* What to do *
1. Translate this sentence from the blog page into Spanish: "I try to hold charity as a default disposition."
2. In the extracted records, copy the part from the line containing "Each instance receives one point. Mark the top" through the end of the records, both ends included. Keep every request, offset each coordinate value by 91, and omit the pictures.

* Selected passage *
···

Wednesday, September 24, 2008

back in the day ...

... the team that had the best record in the National League was deemed to have "won the pennant," and had a dugout reserved for them at the World Series. 

I'm just sayin'.

In these days of revisionist heresy in baseball (night games, designated hitters, interleague play ... what's next? aluminum bats?), things are more complicated and just being the best for 162 games isn't good enough. You've got to get lucky (let's face it, in post-season play, that's pretty much what it comes down to) seven more times, and then be still playing baseball when the aroma of Thanksgiving turkey is practically in the air.

On that one, just follow the money.

But it seemed inappropriate not to at least observe publicly (as public as this blog is, at any rate) that the Chicago National League Ball Club of 2008 has accomplished what none of their predecessors managed to do for the previous 62 seasons--put up the best record in the National League. 

Whatever happens next week (and I still remain fully optimistic), you can't take that one away.

Eamus Catuli.

Monday, September 22, 2008

On the Art of Abandoning Hope

I try to hold charity as a default disposition. I try to assume the best about people, and to give every possible benefit of the doubt. I am not inherently suspicious, nor am I easily offended personally (it can be done, but you have to really want to). I try to be irenic and empathetic in my discourse, particularly my public discourse (I do have some unguarded moments among close friends), and particularly when I am engaging those with whom I have strong disagreements. I live up to these ideals with varying degrees of success, something that probably comes as no surprise to you if you are a regular reader of this irregular blog. However, trusted feedback from multiple sources over a sustained length of time tells me that I succeed more often than I fail.

I mention all this in an attempt to set the context for some reflections on what transpired last week in the House of Bishops, and then on the larger Anglican scene. It is probably a good thing (for my soul's health, that is) that I was away from home and without constant internet access when the news broke about the deposition (once again, canonically flawed) of the Bishop of Pittsburgh. Since getting back home on Friday, I've been able to absorb both the news itself and bits and pieces of analysis and commentary. There is little of either that is very surprising—save, perhaps, for the fact that there were indeed 35 bishops who voted No, some prominent "progressives" among them. And even though the raw vote seems overwhelming (87-35-5), when you limit the statistical pool to Bishops Diocesan (i.e. excluding Suffragans, Coadjutors, Assistants, and retired), only a slight majority voted to depose Bishop Duncan. What this disparity means I am not prepared to say, but it is certainly worthy of note.

···

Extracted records
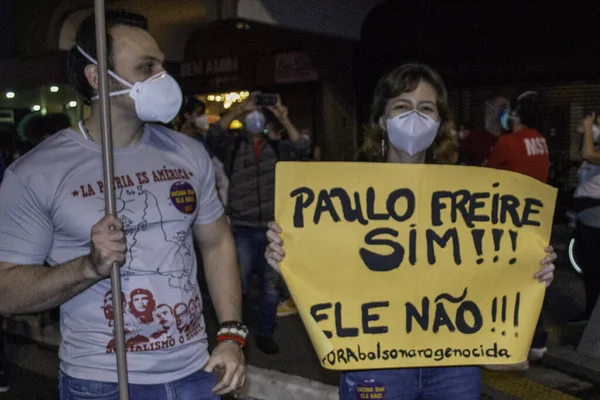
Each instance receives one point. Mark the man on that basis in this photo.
(476, 145)
(249, 160)
(525, 151)
(52, 210)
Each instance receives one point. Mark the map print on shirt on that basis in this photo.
(152, 323)
(149, 326)
(137, 207)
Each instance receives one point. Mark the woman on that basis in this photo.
(411, 96)
(586, 204)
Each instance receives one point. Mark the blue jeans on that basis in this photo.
(197, 386)
(444, 383)
(251, 244)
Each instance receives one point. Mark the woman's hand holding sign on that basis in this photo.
(275, 254)
(546, 274)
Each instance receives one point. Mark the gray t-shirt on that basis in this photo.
(51, 198)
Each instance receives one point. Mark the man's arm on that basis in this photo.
(28, 289)
(221, 268)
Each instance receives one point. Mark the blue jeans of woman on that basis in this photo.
(444, 383)
(197, 386)
(251, 244)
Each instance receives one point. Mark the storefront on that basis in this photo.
(227, 60)
(36, 85)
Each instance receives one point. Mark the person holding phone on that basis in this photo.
(249, 158)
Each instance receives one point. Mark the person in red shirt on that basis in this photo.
(524, 151)
(476, 146)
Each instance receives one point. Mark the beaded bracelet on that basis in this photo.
(232, 331)
(231, 338)
(233, 328)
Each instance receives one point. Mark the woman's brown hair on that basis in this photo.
(404, 79)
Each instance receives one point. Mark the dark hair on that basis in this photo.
(528, 109)
(191, 104)
(404, 79)
(86, 39)
(31, 127)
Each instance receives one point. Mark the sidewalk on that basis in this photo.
(295, 372)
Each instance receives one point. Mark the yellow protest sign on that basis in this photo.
(395, 265)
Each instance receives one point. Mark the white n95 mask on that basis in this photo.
(255, 122)
(158, 98)
(596, 133)
(412, 132)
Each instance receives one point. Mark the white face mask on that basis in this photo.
(255, 122)
(158, 98)
(596, 133)
(412, 132)
(201, 122)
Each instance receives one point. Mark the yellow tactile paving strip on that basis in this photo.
(520, 387)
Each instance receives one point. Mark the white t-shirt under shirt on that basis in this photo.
(51, 198)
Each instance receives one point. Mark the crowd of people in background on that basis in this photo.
(244, 163)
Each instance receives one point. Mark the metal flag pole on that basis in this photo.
(107, 161)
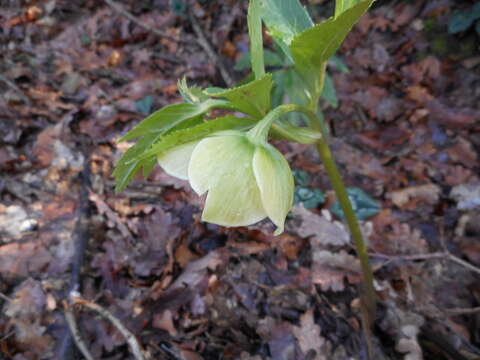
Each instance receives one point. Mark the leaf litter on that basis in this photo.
(405, 132)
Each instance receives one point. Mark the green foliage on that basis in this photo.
(253, 98)
(313, 47)
(343, 5)
(310, 198)
(255, 31)
(363, 205)
(285, 19)
(463, 20)
(144, 105)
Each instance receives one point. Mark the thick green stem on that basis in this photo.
(328, 161)
(256, 38)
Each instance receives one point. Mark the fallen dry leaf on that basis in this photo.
(329, 270)
(428, 193)
(309, 337)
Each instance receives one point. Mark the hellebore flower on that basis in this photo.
(246, 180)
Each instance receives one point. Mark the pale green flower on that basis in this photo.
(246, 181)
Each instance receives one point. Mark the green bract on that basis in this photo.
(246, 181)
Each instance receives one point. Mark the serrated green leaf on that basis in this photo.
(256, 38)
(144, 105)
(168, 117)
(363, 205)
(191, 94)
(271, 59)
(282, 130)
(285, 18)
(343, 5)
(125, 170)
(313, 47)
(253, 98)
(338, 63)
(200, 131)
(329, 93)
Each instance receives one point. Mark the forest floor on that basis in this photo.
(76, 75)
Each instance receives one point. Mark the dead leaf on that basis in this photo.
(320, 229)
(309, 337)
(429, 193)
(330, 270)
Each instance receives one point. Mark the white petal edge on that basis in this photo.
(175, 161)
(275, 181)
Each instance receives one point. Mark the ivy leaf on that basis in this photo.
(168, 117)
(313, 47)
(256, 39)
(329, 93)
(200, 131)
(253, 98)
(126, 169)
(285, 18)
(363, 205)
(462, 20)
(310, 198)
(284, 131)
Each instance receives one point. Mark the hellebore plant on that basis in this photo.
(230, 158)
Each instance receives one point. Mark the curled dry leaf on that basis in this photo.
(330, 270)
(428, 193)
(320, 228)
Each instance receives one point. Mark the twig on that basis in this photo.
(16, 88)
(438, 255)
(131, 340)
(72, 324)
(462, 311)
(5, 297)
(119, 8)
(203, 42)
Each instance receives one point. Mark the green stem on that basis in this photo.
(342, 195)
(256, 40)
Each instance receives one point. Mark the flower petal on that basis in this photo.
(175, 161)
(275, 180)
(235, 200)
(215, 157)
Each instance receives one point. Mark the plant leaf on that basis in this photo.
(192, 94)
(314, 46)
(285, 18)
(271, 59)
(179, 137)
(253, 98)
(343, 5)
(329, 93)
(168, 117)
(256, 39)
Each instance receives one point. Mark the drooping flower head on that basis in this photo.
(245, 180)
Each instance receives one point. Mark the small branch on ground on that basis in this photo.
(119, 8)
(131, 339)
(438, 255)
(203, 42)
(80, 236)
(16, 88)
(462, 311)
(72, 324)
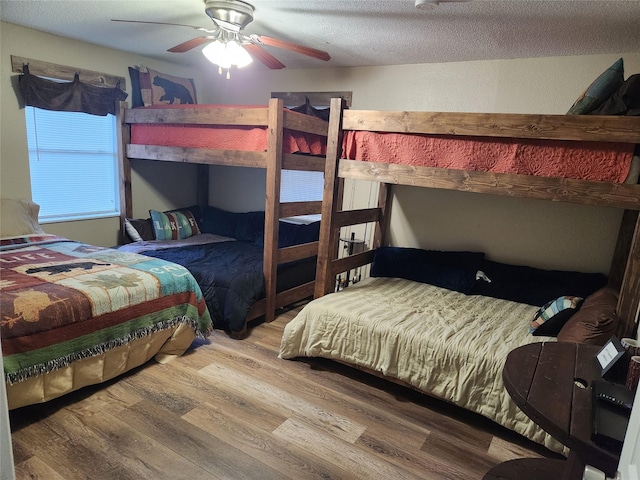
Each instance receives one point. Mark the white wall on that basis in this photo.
(155, 185)
(515, 230)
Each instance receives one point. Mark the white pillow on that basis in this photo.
(19, 217)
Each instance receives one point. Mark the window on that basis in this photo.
(74, 164)
(301, 186)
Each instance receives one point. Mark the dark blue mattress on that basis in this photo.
(231, 278)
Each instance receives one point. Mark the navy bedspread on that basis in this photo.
(231, 278)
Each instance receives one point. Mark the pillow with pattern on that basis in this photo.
(552, 316)
(174, 225)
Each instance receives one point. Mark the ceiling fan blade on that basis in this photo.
(292, 47)
(265, 57)
(163, 23)
(190, 44)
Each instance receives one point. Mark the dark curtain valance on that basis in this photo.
(69, 96)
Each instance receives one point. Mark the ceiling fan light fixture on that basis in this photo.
(227, 54)
(427, 4)
(232, 15)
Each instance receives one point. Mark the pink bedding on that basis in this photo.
(602, 161)
(223, 137)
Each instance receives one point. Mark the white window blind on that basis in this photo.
(301, 186)
(73, 164)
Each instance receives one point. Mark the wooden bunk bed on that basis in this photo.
(274, 125)
(625, 268)
(397, 328)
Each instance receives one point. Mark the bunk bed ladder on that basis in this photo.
(334, 217)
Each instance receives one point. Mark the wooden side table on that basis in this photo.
(550, 382)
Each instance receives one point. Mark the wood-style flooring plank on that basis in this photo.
(230, 409)
(293, 462)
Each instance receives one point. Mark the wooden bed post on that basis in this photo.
(272, 203)
(331, 199)
(382, 226)
(124, 170)
(629, 301)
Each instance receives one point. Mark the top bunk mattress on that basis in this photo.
(595, 161)
(222, 137)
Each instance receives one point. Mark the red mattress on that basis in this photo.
(600, 161)
(223, 137)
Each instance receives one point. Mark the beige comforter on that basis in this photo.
(444, 343)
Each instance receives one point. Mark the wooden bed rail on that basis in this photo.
(602, 128)
(625, 269)
(276, 119)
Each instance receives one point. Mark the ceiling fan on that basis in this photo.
(230, 17)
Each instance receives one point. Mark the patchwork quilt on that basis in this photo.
(62, 301)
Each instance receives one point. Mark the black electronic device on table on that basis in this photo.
(610, 409)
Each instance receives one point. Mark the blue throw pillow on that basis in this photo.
(447, 269)
(600, 90)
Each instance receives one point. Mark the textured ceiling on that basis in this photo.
(354, 32)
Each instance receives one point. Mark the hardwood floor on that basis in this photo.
(232, 409)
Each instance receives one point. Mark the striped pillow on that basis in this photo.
(552, 316)
(173, 225)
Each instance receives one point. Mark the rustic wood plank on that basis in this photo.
(314, 98)
(527, 186)
(331, 202)
(310, 163)
(553, 127)
(304, 123)
(201, 116)
(272, 203)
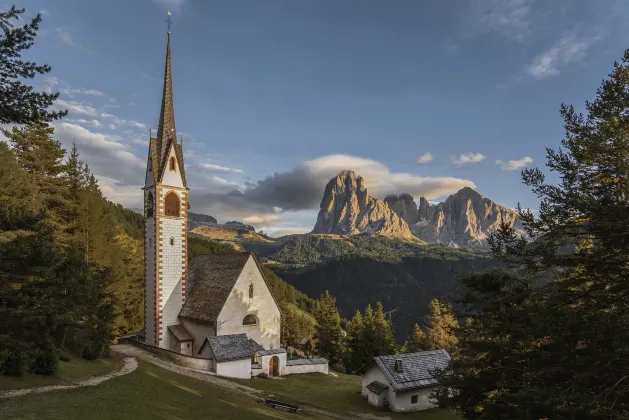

···

* Answers for the tasks *
1. Procuro mantener la caridad como disposición predeterminada.

2.
Each instance receives one point. Mark the top bunk mattress on that basis in this photo.
(686, 252)
(313, 228)
Each instance receives one point. Mark the red mattress on that basis in this photo.
(691, 252)
(314, 228)
Each instance receives one point. Mark the beige comforter on that basis in this photo.
(535, 434)
Each instance receives one point. Mark the wooden bed rail on that basis in this photo.
(693, 219)
(716, 360)
(367, 210)
Each instance receives one point. Mark the ceiling fan on that basis in this photo.
(321, 108)
Each instance receives one point. Mark the patchwork quilt on that basis in this photo.
(153, 392)
Each instance receives one point. Mark the black electronic device on table on that basis in this photo.
(701, 500)
Each instance receives one point. Mark the blue throw pillow on that basis in this photo.
(538, 360)
(691, 181)
Each instance receives one point. Mark the textured ceiling on that basis in this photo.
(445, 123)
Each instance receives one point. Mark the hardwood floor on that basis in this photo.
(323, 500)
Each instance receives one point. Mark the striped pillow on that basis in this photo.
(643, 407)
(264, 316)
Each instance receives one point. Mark the rustic wood plank on that basis in this photo.
(405, 189)
(618, 277)
(422, 293)
(401, 254)
(644, 218)
(395, 214)
(292, 207)
(363, 294)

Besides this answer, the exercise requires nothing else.